(DIRECTIONS)
Rewrite the lines of the listing as a numbered list, leaving out blank lines, starting with the line that contains "target: woman's long brown hair" and continuing through the end of the listing.

Excerpts from annotation records
━━━━━━━━━━━━━━━━
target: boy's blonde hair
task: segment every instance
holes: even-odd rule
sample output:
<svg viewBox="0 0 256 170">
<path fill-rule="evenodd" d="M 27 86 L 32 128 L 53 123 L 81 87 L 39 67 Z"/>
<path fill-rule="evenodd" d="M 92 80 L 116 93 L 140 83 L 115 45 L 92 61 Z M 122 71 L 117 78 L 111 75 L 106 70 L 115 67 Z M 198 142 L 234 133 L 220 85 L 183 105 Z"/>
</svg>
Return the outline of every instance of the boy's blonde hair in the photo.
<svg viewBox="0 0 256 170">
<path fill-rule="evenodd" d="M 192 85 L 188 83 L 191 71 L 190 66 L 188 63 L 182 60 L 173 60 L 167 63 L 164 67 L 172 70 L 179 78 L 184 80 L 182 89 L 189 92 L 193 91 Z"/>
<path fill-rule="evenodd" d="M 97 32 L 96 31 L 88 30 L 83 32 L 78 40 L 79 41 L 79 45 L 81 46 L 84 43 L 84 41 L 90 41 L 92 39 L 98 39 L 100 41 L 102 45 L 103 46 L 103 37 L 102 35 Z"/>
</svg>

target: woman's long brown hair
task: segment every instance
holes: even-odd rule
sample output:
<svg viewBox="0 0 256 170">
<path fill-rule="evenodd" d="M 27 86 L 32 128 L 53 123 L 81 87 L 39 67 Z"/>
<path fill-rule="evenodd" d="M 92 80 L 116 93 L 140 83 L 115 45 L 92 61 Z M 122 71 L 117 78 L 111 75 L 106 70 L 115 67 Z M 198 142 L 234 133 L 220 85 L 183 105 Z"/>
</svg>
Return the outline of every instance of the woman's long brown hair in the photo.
━━━━━━━━━━━━━━━━
(FULL ANSWER)
1. target: woman's long brown hair
2. task: segment every instance
3. holes: even-odd rule
4. sample output:
5. <svg viewBox="0 0 256 170">
6. <path fill-rule="evenodd" d="M 27 86 L 32 128 L 53 123 L 81 87 L 39 67 Z"/>
7. <path fill-rule="evenodd" d="M 92 80 L 116 93 L 140 83 L 115 45 L 92 61 Z M 122 71 L 117 78 L 111 75 L 106 70 L 115 67 Z M 198 142 L 234 133 L 220 85 L 183 105 Z"/>
8. </svg>
9. Return the outline of every instance of the woman's long brown hair in the photo.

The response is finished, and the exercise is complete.